Entries taken from a collection
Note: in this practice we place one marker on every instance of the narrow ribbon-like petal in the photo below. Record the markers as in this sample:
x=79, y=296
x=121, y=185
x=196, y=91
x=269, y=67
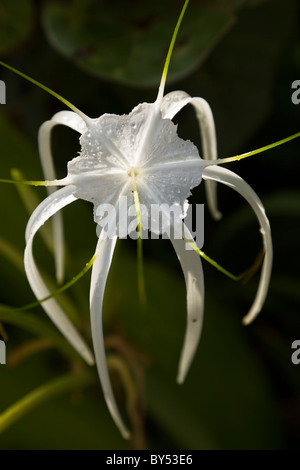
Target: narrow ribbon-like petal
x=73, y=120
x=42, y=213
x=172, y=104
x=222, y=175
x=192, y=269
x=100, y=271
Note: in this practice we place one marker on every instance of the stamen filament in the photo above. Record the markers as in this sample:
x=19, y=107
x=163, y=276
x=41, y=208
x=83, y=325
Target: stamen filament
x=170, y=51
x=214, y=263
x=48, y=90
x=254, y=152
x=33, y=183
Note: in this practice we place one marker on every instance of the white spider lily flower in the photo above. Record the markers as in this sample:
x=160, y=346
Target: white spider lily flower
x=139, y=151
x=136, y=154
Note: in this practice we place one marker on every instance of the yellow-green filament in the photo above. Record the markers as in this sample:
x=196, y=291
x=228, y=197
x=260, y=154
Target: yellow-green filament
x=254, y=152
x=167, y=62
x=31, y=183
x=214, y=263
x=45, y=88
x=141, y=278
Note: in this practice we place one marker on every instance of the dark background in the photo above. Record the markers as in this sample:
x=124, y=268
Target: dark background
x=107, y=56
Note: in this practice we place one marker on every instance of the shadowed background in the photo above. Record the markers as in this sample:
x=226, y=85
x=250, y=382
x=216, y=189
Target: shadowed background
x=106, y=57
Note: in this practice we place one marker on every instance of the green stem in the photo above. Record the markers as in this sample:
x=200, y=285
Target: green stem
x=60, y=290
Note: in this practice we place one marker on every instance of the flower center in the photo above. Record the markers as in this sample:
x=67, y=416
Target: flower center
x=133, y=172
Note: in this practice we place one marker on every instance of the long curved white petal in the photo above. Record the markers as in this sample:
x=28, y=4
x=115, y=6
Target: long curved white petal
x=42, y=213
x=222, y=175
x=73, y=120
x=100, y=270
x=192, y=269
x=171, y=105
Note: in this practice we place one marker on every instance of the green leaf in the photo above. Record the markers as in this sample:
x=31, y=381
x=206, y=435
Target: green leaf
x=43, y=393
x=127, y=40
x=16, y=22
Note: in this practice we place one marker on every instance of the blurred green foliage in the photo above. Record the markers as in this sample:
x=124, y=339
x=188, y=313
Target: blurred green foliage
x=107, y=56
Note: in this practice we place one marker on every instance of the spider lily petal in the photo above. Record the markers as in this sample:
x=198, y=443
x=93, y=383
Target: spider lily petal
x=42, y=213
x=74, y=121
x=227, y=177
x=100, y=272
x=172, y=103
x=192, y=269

▶ [Exercise brief]: Rescale the lines from the one containing "of the blurred" through the end of the listing, inclusive, and reproduce them in full with the requests included. Multiply every answer coordinate by 2.1 and round to whole numbers, halves up, but leave the requests and their sample coordinates unchanged.

▶ [Result of this exercise]:
Note: in this practice we place one marker on every instance of the blurred green foliage in the photo above. Record the markers as in this sample:
x=124, y=339
x=188, y=313
Target: blurred green foliage
x=225, y=118
Note: in this practice we place one marker on every instance of the spider lily petal in the photo above. Record the markers as in this sample:
x=198, y=443
x=93, y=383
Target: spider lily petal
x=88, y=447
x=155, y=254
x=477, y=372
x=210, y=571
x=361, y=216
x=403, y=565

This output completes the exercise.